_Check your understanding_
1. According to the passage about Elaine Pedersen and the Dipsea race, how far did federation rules then allow women to run?
2. Write the next few sentences of the passage about Elaine Pedersen, picking up after its final line.
======== Source passage ========
Elaine "Petie" Koverman, then known as Elaine Pedersen was forced to withdraw from the oldest cross country race in the world in the 60s. No women were allowed. The federation regulation limited women's distance running to only half a mile (800 meters). One of the reasons sounds ludicrous today, but the fear was their uterus would descend (fall out). The Dipsea was 6.8 miles of rugged trails from Mill Valley California through Muir Woods National Park, over Mount Tamalpais, to the Pacific Ocean north of San Francisco.

Former world record holder, Olympic Champion, George Rhoden and friend Pax Beale hid Elaine until the gun was fired. She jumped into the race and became the first woman to run the Dipsea for time, beating half the male entrants.

Elaine's uterus did not fall out and women's running was never the same. The women's marathon (26.2 miles) became an Olympic event and America was running on the streets and in the parks night and day, young and old. Nike and Puma became household names, and even stylish on the feet of those who did not run. Elaine Pedersen was at the very core of it all.

Elaine Pedersen was diagnosed as having bone marrow cancer last October, and went to the famous cancer center, M.D. Anderson Hospital, in Houston Texas for a transplant. The operation was unsuccessful. As a second transplant was being arranged, she was diagnosed with acute leukemia, and then acquired what some would call a cancer patient's best friend, pneumonia.

She died Monday, March 6th, 2000 at age 63.
======== Dataset extract ========
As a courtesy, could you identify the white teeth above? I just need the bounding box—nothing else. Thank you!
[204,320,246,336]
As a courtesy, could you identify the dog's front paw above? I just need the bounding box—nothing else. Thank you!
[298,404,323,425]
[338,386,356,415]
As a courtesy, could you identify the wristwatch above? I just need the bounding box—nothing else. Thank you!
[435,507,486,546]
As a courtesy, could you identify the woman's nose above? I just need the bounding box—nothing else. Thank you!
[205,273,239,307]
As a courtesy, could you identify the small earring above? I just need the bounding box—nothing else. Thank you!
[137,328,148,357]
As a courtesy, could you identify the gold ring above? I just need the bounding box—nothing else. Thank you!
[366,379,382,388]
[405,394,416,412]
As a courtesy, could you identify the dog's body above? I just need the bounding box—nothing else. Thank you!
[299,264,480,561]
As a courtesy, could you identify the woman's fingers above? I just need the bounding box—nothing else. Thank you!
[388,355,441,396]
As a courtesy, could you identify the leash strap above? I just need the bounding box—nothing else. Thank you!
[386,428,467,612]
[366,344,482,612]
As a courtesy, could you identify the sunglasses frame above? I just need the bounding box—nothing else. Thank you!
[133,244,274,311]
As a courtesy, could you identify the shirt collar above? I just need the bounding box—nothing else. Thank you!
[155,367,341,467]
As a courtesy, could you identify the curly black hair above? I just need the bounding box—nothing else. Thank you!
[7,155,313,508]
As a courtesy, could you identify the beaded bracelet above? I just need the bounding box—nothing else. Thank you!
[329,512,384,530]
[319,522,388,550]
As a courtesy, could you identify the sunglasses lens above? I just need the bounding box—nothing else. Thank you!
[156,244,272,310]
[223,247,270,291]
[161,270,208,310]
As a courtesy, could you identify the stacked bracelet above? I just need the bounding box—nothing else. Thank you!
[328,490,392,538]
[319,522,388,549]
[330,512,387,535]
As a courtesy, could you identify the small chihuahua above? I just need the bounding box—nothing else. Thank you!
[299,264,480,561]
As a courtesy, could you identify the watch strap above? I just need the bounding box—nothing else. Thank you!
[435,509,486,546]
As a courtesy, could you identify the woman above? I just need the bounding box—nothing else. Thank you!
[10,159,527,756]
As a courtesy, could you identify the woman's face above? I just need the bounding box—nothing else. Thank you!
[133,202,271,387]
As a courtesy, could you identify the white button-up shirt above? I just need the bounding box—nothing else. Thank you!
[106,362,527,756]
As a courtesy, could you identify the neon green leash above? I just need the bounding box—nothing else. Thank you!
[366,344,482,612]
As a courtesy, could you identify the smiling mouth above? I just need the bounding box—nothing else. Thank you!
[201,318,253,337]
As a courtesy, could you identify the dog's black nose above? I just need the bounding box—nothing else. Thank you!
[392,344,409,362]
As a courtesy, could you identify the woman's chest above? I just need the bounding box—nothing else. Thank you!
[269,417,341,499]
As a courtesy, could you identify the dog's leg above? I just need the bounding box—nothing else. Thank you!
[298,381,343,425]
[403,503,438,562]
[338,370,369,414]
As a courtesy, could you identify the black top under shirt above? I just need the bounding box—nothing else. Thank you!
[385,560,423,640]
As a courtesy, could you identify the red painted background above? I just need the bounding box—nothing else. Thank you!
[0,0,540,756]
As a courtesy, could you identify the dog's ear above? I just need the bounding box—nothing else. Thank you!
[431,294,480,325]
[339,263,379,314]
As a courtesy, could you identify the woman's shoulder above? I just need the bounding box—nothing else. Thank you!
========
_Task answers_
1. Only half a mile (800 meters).

2.
Elaine also was the first bonafide woman runner to compete in the S.F. Examiner's fabled Bay to Breakers race, the biggest single participant athletic event in the world today, with currently over 80,000 runners.

Elaine co-founded with Pax Beale what is recognized as the first "Run for Fun" Club, the Cathedral Hill Medical Center Joggers Club, which subsequently was merged with the Dolphin South End Runners, which exists today.

In the 60's the Cathedral Hill Medical Center Joggers Club, led by Elaine, entered in mass into the Bay to Breakers, and it doubled the size of the entrants to 300 plus, considered a huge race at the time.

Elaine also paid for and was hostess at a dinner each year to the guest Australian runner, who was annually a special Bay to Breaker's entrant. She worked with examiner columnist Walt Daily on the project.

Elaine Pedersen also made history by sneaking into the 26 mile Boston Marathon in the 60's. As a direct result, cohort Pax Beale was expelled from the Boston Marathon forever, so serious was that "crime."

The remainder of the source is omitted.